_What to produce_
From the entries below, extract every line that includes the word "query".

_Provided data_
****
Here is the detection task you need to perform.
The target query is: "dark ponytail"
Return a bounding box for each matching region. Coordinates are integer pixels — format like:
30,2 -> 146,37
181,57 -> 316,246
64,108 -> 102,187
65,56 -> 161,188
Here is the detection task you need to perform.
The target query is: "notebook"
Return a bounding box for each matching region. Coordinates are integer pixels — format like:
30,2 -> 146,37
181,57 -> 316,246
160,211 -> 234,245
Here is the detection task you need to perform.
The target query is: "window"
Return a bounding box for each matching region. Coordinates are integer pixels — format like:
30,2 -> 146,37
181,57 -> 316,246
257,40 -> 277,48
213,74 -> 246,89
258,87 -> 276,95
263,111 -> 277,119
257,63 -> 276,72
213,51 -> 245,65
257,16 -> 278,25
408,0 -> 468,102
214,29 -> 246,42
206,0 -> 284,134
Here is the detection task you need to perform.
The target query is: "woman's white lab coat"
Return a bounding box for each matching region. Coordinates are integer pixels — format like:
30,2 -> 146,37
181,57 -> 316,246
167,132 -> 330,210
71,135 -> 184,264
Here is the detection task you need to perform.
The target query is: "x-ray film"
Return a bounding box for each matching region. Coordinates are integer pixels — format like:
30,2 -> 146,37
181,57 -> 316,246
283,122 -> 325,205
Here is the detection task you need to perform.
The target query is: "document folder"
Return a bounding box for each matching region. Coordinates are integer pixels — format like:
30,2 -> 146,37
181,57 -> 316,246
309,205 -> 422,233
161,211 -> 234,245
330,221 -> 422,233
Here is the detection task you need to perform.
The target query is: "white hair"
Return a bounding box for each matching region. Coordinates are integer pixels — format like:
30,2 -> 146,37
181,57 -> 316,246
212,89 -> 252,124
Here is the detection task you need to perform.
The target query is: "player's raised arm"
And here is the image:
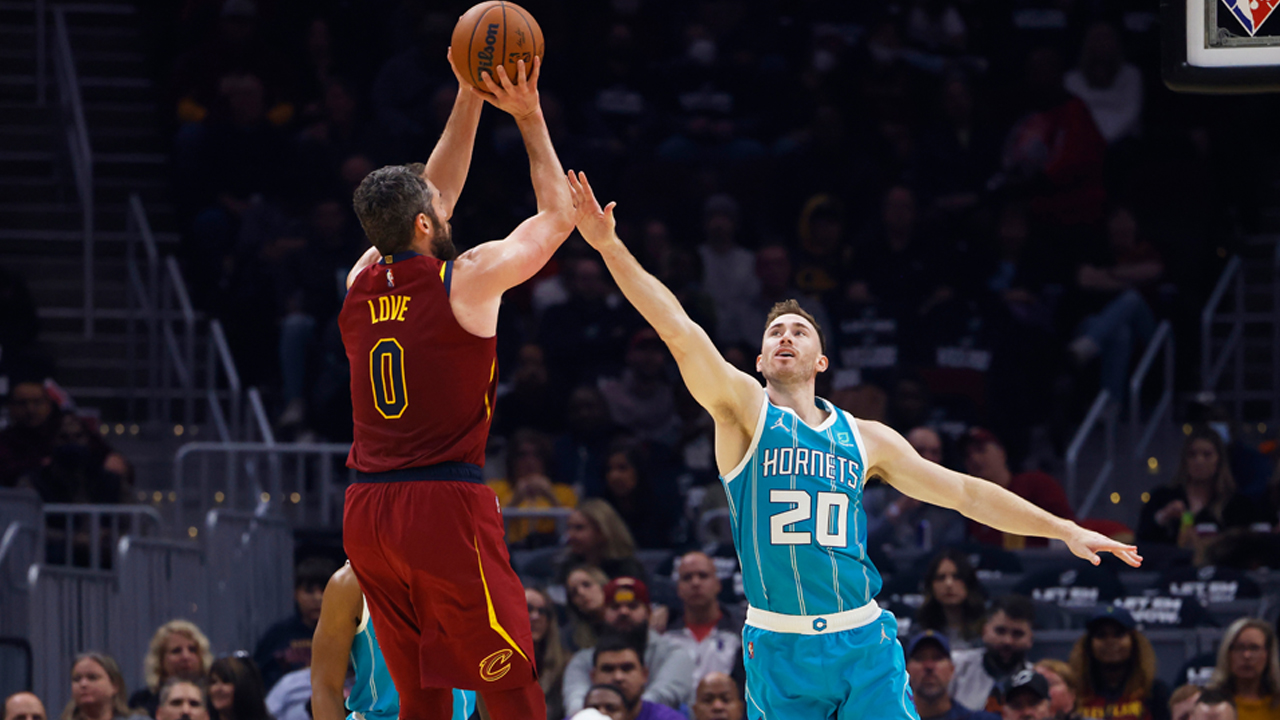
****
_Exercise result_
The target query is: "dark ponytail"
The target query is: "notebook"
The target query is: "window"
The target query is: "woman's white lab coat"
The target query is: "x-ray film"
The target query is: "document folder"
The target query is: "white hair"
The target query is: "player's raised arm"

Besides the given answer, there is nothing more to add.